begin

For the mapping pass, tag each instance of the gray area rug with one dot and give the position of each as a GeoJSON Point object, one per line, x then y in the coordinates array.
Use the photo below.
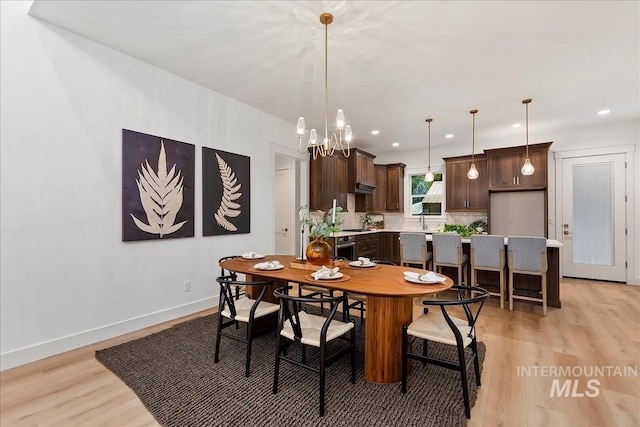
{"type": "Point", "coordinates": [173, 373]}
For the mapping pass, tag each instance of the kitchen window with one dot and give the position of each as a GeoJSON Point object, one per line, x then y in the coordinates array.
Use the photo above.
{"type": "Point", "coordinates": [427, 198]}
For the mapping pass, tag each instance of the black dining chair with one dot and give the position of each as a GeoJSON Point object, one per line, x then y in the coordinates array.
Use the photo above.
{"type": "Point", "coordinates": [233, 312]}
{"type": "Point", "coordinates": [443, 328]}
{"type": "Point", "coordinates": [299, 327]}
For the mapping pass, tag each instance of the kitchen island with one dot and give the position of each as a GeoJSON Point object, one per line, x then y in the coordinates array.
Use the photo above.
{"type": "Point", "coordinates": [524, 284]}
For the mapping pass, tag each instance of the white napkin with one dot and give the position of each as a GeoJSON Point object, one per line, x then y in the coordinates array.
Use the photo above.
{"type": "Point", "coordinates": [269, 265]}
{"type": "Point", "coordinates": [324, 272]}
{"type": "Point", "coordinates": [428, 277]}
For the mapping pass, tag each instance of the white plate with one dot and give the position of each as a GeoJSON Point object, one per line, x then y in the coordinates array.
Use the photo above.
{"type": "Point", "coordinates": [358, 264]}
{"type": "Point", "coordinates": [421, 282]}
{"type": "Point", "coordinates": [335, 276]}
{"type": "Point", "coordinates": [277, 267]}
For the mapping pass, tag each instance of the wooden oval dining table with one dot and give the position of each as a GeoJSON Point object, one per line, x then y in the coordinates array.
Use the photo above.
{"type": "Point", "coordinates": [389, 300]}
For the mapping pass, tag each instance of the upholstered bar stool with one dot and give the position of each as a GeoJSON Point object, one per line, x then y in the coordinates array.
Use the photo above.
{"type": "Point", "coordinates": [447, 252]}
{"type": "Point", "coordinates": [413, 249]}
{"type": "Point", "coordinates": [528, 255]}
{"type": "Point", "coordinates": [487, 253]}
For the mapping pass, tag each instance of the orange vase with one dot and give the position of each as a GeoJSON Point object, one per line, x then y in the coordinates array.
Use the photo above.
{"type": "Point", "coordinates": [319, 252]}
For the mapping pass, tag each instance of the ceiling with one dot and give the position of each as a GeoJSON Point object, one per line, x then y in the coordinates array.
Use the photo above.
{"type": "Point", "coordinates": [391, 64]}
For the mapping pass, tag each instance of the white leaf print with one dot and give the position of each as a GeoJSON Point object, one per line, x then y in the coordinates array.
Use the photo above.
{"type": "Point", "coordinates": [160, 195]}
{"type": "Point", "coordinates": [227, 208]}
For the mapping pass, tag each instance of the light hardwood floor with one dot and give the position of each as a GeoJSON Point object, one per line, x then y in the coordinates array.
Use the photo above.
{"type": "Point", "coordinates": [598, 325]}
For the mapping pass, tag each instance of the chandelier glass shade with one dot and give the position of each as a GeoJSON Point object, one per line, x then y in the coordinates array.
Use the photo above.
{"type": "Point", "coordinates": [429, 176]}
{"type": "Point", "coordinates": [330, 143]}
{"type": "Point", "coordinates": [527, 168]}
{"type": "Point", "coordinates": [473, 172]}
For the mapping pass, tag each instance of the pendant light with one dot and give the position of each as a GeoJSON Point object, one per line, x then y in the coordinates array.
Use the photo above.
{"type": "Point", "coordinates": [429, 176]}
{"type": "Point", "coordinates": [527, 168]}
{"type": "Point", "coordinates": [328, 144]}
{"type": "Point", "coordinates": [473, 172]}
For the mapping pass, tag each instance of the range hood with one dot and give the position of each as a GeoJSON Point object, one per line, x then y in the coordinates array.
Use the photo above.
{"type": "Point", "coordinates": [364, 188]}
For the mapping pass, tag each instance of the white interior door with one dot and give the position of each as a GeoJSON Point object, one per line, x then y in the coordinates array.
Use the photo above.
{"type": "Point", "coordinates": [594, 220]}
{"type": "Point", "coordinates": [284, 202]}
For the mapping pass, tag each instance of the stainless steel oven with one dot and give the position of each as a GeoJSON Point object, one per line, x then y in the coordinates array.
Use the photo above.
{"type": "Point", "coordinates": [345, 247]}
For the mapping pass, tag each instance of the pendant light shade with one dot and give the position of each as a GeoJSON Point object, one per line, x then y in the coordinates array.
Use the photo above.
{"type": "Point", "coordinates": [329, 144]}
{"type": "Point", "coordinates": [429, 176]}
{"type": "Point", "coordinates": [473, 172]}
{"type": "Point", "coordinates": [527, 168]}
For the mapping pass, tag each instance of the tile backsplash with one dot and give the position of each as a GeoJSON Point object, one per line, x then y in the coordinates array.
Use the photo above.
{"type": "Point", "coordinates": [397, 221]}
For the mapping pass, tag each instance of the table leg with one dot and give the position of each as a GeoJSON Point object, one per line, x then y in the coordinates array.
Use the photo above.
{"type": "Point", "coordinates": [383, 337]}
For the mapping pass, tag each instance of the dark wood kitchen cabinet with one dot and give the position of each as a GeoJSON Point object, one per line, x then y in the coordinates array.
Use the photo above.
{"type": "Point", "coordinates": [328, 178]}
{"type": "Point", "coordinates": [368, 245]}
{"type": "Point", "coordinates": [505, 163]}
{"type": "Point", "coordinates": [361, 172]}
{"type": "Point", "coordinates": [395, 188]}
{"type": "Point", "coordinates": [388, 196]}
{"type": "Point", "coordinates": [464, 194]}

end
begin

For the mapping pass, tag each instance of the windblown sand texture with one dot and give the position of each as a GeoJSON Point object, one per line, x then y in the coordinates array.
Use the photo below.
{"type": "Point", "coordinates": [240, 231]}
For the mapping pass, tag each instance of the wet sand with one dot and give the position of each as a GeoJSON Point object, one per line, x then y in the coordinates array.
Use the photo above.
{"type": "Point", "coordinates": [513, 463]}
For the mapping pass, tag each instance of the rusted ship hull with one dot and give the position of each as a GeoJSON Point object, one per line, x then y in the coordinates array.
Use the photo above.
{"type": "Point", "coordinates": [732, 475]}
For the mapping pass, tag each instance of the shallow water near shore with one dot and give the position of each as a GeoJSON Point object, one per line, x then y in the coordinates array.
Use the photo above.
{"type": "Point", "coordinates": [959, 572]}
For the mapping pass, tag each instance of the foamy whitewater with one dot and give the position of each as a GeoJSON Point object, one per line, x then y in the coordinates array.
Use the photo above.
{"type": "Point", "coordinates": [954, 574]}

end
begin

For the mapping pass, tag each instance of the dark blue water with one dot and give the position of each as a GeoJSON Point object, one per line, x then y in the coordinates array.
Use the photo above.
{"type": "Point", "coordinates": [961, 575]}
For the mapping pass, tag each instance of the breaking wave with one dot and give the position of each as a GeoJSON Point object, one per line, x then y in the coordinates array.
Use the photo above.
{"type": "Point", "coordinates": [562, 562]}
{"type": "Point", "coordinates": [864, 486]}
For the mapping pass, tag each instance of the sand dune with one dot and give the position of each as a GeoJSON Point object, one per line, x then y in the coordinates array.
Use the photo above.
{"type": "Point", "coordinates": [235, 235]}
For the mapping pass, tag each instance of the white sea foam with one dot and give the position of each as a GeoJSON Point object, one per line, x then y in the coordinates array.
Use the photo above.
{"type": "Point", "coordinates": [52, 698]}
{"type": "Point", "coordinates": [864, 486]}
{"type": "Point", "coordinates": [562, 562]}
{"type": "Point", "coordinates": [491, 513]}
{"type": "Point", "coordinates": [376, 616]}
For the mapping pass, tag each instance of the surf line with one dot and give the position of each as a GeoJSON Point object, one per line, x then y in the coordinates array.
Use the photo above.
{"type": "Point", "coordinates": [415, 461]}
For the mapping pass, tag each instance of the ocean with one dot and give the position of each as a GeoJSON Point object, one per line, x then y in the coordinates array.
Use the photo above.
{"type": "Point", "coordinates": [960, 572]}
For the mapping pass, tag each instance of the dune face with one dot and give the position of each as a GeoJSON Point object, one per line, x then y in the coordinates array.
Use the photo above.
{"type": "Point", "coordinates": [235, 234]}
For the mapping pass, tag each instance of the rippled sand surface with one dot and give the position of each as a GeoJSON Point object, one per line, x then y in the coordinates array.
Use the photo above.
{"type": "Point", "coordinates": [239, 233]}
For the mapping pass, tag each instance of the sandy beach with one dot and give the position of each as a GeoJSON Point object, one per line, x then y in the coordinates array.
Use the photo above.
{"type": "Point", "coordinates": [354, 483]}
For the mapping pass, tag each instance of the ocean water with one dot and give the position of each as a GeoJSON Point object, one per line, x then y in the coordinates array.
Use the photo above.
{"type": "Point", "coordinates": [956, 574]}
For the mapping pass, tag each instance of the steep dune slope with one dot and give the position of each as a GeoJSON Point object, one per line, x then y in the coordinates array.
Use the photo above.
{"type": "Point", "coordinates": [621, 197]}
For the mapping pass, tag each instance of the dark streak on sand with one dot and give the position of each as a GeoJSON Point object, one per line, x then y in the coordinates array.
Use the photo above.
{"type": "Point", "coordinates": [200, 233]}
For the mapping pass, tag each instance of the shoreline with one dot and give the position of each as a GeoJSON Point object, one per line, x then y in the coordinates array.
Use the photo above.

end

WHAT YOU HAVE TO DO =
Gather every line from the records above that contains the word "light".

OUTPUT BELOW =
For the mapping pass, tag each instance of the light hardwood floor with one dot and give the position of each as a GeoJSON Point object, one per line, x then y in the coordinates array.
For the mapping pass, tag each instance of the pendant light with one dot and give the position of each as a GeoJSON Point object, one per line, x then y in the coordinates array.
For the mapping pass, tag each instance of the pendant light shade with one dot and give the position of each as a GeoJSON Point object, one per line, x then y in the coordinates array.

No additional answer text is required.